- [To be done] Reproduce each of the lines below character for character, in the same order.

(begin)

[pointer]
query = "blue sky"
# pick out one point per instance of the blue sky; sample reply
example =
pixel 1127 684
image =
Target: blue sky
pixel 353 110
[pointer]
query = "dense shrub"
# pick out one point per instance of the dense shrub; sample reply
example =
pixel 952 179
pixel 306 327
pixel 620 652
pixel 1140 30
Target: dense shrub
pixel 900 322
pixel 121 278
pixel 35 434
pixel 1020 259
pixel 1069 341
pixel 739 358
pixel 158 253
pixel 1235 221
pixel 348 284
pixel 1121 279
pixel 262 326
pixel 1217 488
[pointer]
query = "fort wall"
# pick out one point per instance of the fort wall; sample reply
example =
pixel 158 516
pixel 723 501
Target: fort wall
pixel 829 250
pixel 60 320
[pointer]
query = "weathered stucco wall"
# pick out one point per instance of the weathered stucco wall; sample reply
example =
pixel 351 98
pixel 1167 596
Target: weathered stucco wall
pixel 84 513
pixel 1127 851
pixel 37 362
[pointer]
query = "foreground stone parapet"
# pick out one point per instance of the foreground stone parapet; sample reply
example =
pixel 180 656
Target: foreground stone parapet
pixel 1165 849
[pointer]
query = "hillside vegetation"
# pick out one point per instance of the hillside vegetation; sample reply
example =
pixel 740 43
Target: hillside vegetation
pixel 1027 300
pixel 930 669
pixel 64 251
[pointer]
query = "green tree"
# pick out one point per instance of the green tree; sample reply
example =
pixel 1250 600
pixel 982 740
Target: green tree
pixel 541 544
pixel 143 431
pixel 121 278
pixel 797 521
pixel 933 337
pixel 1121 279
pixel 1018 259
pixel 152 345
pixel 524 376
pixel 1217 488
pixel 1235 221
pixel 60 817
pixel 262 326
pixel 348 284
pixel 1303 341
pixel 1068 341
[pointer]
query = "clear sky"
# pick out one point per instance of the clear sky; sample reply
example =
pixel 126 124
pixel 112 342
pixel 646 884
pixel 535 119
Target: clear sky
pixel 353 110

(end)

- [Solved problem]
[pointer]
query = "blue sky"
# pick out one point per instance of the blue sky; sample reply
example =
pixel 1127 684
image =
Target: blue sky
pixel 353 110
[pointer]
query = "dense shrub"
# pick out one point per instance of the dense shrub; sample reply
example =
pixel 952 179
pixel 306 327
pixel 620 652
pixel 1140 30
Target: dense shrub
pixel 900 322
pixel 121 278
pixel 35 434
pixel 1020 259
pixel 1069 341
pixel 739 358
pixel 158 253
pixel 1235 221
pixel 348 284
pixel 1121 279
pixel 262 326
pixel 1217 488
[pointer]
query = "fort wall"
# pick out one point per instance of the fort wall; sample reply
example =
pixel 158 516
pixel 723 501
Target: fort wall
pixel 829 250
pixel 60 320
[pointer]
query = "weathered stucco wall"
# pick out one point per instance of the weathered stucco wall; sample reply
example =
pixel 351 98
pixel 1167 596
Target: weathered stucco wall
pixel 84 513
pixel 1127 851
pixel 37 362
[pointer]
query = "foreground stone parapet"
# pick out one point per instance of the foreground stone parapet; sample reply
example =
pixel 180 656
Target: foreground stone parapet
pixel 1165 849
[pointer]
query = "hillside vegetation"
# pick out one point per instance of the hillside vegetation; sample reply
example =
pixel 740 43
Target: hillside vegetation
pixel 1027 300
pixel 930 669
pixel 64 251
[pointer]
query = "green tree"
# pick out one point per instance of the green tree; sample reply
example =
pixel 1250 600
pixel 982 740
Target: green tree
pixel 541 544
pixel 143 431
pixel 121 278
pixel 797 521
pixel 933 337
pixel 1121 279
pixel 1018 259
pixel 152 345
pixel 524 376
pixel 1217 488
pixel 1235 221
pixel 60 817
pixel 262 326
pixel 348 284
pixel 1303 341
pixel 1068 341
[pointer]
query = "clear sky"
# pick out one point per instance of the clear sky; sample reply
example =
pixel 126 124
pixel 112 342
pixel 646 884
pixel 535 119
Target: clear sky
pixel 353 110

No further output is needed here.